Locate each row below containing the string "spider", treating uppercase and lowercase as distinct, and copy every such row in full.

____________

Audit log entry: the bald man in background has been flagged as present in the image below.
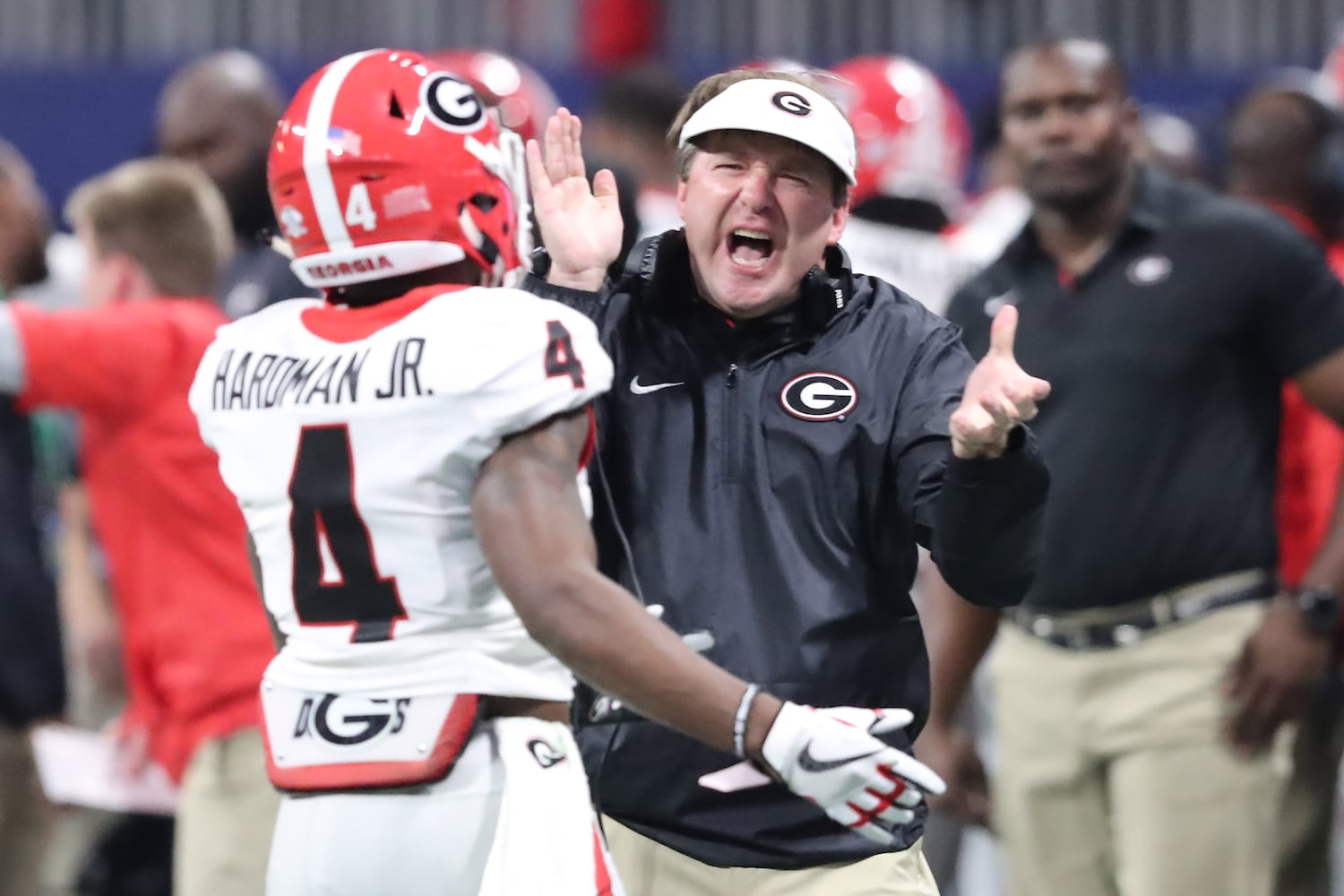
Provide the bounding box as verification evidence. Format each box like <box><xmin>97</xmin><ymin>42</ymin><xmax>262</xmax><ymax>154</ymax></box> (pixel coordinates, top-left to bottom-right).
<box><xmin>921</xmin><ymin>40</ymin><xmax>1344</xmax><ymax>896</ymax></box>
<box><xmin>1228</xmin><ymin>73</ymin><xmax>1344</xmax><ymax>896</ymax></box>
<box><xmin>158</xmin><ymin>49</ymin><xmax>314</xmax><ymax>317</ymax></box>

____________

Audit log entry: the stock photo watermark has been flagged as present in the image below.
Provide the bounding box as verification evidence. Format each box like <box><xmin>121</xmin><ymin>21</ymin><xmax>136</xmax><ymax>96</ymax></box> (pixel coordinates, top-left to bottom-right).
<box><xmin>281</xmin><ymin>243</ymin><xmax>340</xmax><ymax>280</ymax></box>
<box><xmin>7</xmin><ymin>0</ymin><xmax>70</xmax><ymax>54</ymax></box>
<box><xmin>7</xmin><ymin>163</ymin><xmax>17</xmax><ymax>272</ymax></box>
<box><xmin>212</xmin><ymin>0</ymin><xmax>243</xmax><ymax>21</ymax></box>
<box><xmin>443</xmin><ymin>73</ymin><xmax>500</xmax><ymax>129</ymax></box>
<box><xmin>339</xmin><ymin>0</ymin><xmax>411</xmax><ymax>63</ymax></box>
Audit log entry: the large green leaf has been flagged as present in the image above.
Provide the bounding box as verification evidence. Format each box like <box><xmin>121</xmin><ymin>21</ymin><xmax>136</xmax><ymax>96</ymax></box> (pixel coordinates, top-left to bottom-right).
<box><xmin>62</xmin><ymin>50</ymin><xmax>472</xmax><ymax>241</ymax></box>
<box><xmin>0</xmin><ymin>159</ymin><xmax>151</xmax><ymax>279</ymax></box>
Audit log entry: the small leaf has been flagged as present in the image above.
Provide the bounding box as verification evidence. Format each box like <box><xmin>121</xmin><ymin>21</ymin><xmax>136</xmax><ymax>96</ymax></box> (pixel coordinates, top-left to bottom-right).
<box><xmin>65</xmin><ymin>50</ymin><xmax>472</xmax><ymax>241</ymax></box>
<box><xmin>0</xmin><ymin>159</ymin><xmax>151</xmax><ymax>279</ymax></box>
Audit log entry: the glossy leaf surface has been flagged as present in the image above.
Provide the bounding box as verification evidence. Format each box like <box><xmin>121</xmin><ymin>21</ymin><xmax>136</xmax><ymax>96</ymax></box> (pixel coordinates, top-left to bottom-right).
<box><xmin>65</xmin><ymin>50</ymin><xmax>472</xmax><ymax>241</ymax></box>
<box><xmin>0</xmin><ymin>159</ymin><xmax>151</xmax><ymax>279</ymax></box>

____________

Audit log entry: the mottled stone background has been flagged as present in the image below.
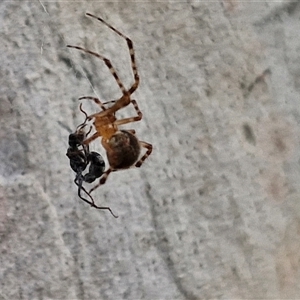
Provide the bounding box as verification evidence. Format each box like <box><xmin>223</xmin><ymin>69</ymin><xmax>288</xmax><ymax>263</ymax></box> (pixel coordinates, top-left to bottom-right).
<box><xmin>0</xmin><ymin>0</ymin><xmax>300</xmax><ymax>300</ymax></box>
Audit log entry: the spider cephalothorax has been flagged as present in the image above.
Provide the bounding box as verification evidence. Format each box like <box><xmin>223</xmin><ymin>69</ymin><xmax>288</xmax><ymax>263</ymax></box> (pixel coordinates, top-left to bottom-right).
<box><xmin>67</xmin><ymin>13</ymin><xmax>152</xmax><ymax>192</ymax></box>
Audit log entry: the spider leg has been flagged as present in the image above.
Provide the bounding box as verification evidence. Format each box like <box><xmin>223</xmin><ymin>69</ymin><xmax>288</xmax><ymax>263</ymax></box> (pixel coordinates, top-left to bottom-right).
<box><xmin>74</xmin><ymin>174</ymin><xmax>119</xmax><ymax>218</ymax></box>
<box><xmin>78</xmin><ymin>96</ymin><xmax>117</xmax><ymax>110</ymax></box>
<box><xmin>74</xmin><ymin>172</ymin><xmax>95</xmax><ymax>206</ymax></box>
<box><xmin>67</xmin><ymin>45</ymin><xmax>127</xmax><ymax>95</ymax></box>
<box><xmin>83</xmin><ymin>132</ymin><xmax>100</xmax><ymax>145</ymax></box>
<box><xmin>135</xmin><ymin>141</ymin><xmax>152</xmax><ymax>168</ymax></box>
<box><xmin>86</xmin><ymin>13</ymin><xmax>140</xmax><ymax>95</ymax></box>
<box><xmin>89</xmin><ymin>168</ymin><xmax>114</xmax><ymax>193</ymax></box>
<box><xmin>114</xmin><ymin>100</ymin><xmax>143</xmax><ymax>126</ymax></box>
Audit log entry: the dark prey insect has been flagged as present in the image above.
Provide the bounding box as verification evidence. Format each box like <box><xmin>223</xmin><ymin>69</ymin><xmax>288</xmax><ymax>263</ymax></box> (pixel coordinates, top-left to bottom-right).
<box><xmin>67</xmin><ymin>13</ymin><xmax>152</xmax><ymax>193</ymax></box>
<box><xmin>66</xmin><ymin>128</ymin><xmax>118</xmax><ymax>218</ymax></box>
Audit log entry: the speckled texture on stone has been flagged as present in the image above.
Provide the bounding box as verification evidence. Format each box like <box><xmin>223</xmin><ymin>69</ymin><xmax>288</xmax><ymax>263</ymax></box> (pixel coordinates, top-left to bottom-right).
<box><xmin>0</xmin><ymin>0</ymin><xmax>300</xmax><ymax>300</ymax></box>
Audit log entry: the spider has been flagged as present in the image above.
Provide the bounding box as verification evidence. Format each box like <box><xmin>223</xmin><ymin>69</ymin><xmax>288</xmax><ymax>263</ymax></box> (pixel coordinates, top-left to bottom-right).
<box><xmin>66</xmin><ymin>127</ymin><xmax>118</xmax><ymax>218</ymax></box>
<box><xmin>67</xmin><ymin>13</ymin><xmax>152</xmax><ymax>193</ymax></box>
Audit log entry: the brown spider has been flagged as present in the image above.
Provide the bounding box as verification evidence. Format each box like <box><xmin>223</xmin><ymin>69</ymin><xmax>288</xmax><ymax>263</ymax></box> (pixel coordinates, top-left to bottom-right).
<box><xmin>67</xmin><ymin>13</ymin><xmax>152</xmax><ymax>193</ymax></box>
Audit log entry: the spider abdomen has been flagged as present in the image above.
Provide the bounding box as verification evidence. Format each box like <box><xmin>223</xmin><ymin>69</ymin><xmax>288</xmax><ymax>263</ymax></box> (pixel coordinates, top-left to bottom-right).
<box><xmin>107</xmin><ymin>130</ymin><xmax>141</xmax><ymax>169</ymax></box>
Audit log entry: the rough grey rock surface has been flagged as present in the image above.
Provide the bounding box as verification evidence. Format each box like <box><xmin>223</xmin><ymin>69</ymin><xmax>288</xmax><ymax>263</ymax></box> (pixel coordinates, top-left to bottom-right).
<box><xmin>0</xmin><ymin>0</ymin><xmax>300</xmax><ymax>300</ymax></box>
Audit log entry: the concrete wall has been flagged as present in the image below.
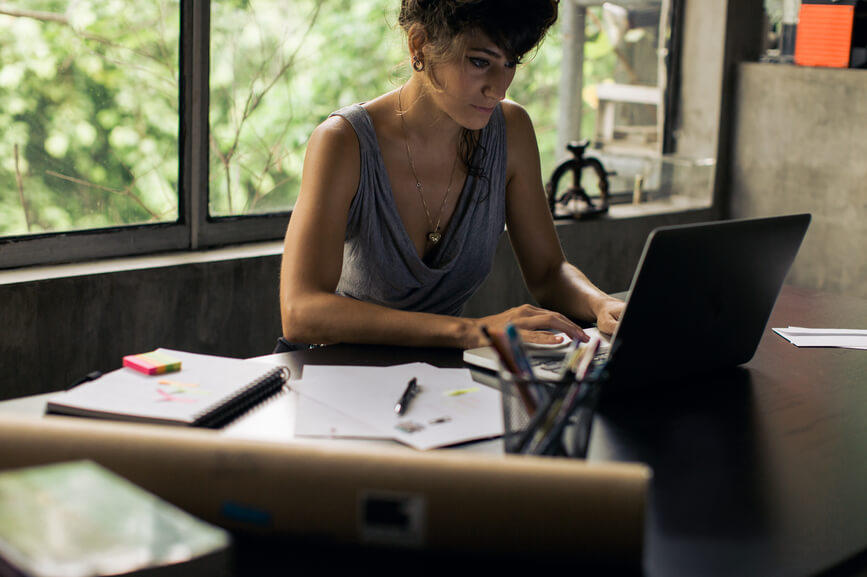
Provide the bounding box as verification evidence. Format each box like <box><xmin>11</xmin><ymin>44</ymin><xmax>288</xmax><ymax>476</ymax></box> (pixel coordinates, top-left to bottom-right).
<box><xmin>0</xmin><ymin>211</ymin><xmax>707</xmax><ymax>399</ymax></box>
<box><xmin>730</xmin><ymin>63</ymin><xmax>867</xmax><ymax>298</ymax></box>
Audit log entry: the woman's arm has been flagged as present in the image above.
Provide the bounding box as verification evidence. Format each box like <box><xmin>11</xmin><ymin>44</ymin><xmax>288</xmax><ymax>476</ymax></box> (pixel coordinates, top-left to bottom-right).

____________

WRITTEN REPLY.
Audit log entry: the spider cephalothorax has been flagged as present in the image above.
Audit log entry: the spider leg has been flagged as present in the image above.
Audit log entry: the spider has been flagged as present in the image above.
Audit log entry: the brown spider has been flagged as present in the image above.
Audit log entry: the spider abdomen has been flagged as present in the image above.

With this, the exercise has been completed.